_Exercise description_
Retype the line containing "for the window" and each later line through the end of the listing, exactly as written, with no other lines.

_Data provided_
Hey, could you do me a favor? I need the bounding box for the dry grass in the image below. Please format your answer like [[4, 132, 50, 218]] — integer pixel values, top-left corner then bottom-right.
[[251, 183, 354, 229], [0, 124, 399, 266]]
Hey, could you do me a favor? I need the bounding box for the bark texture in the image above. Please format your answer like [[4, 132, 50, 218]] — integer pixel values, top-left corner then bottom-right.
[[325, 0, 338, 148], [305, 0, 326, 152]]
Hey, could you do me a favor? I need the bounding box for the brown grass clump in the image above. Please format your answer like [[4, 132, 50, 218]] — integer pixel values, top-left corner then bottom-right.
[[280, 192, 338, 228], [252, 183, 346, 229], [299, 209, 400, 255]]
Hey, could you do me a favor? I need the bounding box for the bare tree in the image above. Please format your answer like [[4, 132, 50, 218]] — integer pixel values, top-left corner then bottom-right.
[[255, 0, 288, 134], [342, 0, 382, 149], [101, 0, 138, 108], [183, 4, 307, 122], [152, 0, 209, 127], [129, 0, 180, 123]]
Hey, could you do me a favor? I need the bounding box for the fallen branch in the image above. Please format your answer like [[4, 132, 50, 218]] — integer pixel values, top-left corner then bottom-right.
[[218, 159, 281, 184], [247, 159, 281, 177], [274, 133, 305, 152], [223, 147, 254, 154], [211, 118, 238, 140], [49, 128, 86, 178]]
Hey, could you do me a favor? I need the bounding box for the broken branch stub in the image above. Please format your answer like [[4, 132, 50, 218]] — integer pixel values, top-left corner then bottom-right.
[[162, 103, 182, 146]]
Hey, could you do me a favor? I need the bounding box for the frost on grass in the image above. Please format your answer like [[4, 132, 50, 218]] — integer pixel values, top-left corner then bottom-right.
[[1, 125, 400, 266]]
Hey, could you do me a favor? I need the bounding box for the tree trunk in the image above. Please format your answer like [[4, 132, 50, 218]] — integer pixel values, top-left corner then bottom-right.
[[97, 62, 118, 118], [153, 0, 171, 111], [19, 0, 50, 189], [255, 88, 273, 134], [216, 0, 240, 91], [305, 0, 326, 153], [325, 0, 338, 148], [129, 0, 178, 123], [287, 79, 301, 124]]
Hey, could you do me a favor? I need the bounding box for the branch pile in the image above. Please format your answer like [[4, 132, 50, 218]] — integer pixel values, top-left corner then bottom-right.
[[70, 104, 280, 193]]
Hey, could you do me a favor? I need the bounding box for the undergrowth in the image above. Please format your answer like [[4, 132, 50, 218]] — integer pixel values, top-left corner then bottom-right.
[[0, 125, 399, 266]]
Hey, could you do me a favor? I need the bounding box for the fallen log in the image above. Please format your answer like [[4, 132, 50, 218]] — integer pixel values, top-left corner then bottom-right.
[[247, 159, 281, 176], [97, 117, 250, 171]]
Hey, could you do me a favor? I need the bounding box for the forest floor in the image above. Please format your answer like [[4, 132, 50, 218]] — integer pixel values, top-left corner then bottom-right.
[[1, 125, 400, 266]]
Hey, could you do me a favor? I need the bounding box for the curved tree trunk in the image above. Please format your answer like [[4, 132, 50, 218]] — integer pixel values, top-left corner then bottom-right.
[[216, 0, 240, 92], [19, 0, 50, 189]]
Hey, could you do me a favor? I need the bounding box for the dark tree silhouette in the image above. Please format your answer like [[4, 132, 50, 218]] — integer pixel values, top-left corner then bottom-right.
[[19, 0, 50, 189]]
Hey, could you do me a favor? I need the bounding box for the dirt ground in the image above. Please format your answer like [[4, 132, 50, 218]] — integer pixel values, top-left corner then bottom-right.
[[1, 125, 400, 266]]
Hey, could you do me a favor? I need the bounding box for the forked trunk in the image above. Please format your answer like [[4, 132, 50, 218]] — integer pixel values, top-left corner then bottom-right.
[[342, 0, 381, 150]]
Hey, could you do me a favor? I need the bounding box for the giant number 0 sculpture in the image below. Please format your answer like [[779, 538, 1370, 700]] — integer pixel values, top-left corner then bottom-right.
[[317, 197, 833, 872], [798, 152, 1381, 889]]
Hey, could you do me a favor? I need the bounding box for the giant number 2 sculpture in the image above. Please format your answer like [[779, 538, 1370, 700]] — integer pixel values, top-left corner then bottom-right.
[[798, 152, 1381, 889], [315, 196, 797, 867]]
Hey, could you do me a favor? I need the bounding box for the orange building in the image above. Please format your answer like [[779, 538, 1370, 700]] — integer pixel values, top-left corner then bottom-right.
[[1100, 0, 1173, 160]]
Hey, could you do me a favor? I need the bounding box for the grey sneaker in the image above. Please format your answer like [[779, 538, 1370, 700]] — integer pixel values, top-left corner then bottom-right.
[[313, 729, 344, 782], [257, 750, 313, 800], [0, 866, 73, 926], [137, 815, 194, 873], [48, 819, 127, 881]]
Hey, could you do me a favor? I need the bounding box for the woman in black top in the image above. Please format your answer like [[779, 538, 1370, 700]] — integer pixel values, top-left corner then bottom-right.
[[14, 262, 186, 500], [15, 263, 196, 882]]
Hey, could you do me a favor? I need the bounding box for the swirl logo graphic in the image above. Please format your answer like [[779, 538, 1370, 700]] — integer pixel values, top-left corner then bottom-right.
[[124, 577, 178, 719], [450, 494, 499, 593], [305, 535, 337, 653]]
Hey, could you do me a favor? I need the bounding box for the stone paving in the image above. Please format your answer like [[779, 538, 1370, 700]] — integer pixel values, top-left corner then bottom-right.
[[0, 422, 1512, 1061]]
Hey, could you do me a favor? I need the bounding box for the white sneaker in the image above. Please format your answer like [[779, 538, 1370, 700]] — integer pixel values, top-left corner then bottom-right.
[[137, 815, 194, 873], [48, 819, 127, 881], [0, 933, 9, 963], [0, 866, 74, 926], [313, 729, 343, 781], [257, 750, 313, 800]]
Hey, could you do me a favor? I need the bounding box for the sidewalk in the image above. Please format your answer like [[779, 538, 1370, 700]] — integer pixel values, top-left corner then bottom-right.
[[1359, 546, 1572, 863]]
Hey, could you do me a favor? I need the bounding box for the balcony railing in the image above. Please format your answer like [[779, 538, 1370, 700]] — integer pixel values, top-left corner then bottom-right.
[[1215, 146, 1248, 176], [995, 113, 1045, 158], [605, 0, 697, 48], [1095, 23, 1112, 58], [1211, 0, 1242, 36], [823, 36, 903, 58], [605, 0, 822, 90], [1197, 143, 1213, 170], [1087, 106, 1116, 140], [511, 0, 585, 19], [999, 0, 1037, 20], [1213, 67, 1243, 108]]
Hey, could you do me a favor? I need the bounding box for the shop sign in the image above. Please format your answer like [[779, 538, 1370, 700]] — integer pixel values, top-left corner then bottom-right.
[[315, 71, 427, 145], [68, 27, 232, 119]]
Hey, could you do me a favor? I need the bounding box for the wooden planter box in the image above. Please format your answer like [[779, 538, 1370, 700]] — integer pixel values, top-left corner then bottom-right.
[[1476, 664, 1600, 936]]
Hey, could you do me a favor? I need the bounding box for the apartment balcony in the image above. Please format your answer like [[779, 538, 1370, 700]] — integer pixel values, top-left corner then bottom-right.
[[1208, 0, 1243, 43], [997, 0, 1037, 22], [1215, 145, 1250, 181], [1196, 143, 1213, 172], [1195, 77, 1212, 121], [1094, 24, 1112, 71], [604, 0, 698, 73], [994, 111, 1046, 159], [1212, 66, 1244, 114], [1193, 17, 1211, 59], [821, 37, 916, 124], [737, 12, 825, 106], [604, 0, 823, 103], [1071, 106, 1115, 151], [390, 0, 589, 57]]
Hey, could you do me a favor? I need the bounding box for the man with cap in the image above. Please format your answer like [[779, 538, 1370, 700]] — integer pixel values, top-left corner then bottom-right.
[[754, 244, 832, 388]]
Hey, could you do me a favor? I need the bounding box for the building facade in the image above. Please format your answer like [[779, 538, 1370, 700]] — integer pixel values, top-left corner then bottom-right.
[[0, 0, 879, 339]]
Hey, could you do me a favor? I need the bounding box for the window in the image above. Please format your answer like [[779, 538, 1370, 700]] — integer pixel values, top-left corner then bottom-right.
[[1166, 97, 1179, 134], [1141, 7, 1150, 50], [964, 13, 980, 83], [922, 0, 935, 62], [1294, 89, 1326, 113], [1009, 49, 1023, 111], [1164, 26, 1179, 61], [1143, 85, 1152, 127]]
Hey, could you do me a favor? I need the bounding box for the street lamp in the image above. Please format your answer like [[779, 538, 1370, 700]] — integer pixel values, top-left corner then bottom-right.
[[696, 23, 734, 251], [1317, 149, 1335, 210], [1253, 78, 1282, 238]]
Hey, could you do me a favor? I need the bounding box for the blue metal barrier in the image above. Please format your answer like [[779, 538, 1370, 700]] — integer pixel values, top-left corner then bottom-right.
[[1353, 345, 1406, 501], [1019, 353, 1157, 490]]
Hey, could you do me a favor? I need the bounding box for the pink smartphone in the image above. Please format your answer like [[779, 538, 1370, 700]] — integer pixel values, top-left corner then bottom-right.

_Exercise output_
Hey, could you do me a favor? I need the bounding box for the window in the image above. Please format your answer like [[779, 538, 1370, 700]] — integer pixel values, top-left corner then bottom-right.
[[1166, 97, 1179, 134], [1141, 7, 1150, 50], [964, 13, 980, 83], [922, 0, 935, 62], [1294, 89, 1326, 113], [1009, 49, 1023, 111], [1164, 26, 1179, 61], [1143, 85, 1152, 127]]
Hey, could you do me a favor? I need the bounding box for the street lamp in the image above. Please format your answer like [[779, 538, 1370, 700]] — integer pixel values, top-left corner then bottom-right.
[[696, 23, 734, 251], [1317, 149, 1335, 210], [1253, 78, 1282, 238]]
Hey, could you do me a favor? I need the bounding box for the blue metal barrier in the image above. Please format your answer like [[779, 538, 1370, 700]] — integer pixel values, top-left corner then bottom-right.
[[1353, 345, 1406, 501], [1019, 353, 1157, 490]]
Hey, could you do me a favor? I need the bounding box for the pink smartphone in the image above. Please format your answer like [[779, 538, 1370, 700]] — integer pixel values, top-left corner then bottom-right.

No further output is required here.